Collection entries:

*****

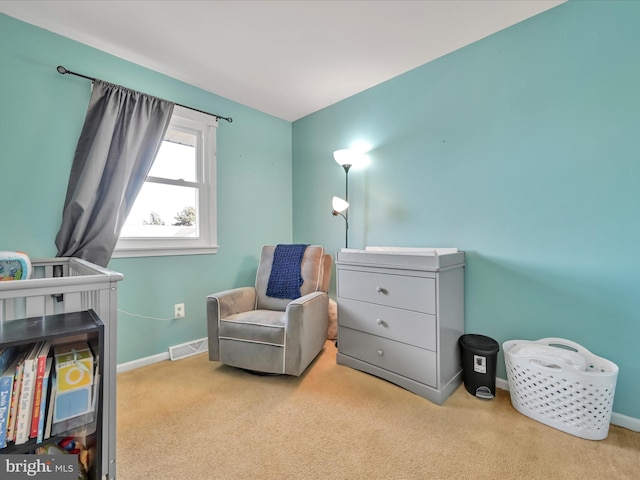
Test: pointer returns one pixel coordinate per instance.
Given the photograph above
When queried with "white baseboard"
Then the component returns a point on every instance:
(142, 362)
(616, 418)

*****

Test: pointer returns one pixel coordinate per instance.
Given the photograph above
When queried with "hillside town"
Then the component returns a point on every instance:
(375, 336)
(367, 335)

*****

Collect every line of the rows above that contains the string "with", matching case exactly.

OUTPUT OF THE TASK:
When queried with "white baseboard"
When queried with "hillside town"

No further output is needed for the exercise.